WHAT YOU WILL DO
Beginning at the line that contains "Query: floral print skirt", repeat every line of the listing exactly through the final one.

DATA TO USE
..........
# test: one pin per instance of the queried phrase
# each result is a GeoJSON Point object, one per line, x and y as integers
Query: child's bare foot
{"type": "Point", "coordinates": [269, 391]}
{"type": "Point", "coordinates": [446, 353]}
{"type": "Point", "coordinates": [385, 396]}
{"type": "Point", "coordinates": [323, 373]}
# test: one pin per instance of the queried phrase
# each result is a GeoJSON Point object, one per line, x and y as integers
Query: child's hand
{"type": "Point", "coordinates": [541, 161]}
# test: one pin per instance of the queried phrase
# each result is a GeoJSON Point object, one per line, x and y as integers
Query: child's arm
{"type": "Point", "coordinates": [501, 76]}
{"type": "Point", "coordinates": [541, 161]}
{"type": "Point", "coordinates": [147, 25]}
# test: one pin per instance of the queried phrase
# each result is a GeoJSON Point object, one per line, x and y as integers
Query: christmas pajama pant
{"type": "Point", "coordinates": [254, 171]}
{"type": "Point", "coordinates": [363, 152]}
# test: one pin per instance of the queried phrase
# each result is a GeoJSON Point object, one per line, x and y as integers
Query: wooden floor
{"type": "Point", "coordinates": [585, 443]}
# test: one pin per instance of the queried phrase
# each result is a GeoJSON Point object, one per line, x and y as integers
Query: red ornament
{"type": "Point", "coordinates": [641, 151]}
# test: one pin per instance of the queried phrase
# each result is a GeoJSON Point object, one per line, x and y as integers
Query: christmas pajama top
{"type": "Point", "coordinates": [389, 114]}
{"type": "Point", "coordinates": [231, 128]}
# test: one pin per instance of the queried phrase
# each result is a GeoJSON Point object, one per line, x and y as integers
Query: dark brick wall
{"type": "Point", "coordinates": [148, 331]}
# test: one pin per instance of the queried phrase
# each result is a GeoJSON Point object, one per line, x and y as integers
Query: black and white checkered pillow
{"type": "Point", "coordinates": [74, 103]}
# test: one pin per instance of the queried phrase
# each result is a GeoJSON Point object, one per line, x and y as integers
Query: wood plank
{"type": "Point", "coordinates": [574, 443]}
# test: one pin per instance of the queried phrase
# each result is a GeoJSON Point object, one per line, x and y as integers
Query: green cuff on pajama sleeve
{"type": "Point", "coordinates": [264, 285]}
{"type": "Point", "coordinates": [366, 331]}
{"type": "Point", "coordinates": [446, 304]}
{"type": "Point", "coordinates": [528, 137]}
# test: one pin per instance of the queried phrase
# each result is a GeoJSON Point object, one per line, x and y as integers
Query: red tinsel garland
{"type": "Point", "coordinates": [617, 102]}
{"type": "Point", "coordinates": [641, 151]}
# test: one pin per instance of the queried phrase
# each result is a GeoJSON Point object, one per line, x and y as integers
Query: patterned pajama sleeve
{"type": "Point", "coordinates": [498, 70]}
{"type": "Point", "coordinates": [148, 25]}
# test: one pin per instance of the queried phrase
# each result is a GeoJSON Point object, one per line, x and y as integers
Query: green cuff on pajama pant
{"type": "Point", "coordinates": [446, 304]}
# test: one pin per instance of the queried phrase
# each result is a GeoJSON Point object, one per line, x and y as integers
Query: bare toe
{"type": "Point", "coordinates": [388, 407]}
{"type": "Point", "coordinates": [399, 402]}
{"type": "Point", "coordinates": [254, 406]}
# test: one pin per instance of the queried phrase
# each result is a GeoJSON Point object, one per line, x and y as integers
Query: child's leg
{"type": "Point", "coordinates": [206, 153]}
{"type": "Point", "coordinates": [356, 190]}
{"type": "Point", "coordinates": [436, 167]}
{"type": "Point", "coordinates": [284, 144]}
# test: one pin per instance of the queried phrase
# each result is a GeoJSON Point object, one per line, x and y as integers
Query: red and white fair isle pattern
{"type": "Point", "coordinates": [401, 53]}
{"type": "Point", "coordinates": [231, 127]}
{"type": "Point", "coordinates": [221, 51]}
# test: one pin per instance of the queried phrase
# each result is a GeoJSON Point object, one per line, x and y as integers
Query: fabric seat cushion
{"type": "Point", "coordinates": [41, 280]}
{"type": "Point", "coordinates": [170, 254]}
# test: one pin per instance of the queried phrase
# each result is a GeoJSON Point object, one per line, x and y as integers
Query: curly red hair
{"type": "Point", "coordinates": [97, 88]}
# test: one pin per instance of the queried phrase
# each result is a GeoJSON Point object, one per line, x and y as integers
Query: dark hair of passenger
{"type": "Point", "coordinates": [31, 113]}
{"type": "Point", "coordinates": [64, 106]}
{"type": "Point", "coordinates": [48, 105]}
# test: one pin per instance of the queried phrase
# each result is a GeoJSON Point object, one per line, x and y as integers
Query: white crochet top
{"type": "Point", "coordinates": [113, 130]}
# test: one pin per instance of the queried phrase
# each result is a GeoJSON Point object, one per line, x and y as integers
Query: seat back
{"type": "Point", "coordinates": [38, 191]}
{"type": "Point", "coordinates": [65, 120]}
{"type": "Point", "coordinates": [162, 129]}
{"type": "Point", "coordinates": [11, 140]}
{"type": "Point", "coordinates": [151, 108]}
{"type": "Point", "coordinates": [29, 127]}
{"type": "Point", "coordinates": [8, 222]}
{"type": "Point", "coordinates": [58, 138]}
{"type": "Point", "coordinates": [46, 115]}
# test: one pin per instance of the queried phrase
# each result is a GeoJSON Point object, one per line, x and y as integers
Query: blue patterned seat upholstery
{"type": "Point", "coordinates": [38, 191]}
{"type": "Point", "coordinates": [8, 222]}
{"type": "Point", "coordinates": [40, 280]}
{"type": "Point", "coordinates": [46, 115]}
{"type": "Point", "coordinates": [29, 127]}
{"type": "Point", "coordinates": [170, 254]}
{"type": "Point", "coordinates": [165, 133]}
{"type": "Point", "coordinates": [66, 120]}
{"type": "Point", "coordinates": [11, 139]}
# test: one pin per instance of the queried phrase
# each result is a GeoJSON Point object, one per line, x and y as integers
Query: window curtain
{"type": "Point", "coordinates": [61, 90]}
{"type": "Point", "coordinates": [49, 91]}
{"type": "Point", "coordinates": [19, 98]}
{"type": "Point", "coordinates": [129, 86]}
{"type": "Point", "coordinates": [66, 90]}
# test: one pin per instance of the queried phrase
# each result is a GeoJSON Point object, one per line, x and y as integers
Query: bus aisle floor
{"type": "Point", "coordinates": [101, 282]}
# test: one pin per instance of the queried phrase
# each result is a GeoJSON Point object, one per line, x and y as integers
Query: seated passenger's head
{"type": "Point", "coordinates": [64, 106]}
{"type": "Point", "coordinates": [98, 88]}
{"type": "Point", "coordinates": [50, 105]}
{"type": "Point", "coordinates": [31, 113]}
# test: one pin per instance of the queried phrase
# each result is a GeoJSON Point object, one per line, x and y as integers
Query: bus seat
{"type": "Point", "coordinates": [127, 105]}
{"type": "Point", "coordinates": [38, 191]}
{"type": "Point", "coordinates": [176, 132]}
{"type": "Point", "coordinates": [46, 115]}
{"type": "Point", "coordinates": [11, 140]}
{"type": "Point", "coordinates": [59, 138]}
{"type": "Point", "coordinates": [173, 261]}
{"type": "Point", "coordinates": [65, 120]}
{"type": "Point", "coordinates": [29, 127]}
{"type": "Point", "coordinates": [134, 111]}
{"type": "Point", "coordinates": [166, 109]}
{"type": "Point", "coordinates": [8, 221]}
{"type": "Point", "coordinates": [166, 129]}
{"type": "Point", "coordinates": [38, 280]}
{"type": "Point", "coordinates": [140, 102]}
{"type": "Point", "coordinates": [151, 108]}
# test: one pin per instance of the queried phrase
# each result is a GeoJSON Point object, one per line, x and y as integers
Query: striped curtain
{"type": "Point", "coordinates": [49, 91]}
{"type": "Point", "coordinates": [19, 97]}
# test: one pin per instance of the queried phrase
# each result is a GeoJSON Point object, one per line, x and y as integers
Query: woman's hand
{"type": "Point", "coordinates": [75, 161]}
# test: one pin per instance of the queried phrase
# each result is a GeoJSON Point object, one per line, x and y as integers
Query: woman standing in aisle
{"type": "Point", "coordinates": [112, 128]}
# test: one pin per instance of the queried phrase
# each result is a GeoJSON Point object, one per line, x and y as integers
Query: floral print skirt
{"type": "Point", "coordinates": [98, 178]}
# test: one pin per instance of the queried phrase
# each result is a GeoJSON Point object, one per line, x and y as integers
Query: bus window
..........
SOLUTION TO THE EXERCISE
Query: floral print skirt
{"type": "Point", "coordinates": [98, 178]}
# test: one pin per instance of the queried phrase
# each result is a GeoJSON Point object, one per line, x and y as integers
Query: bus window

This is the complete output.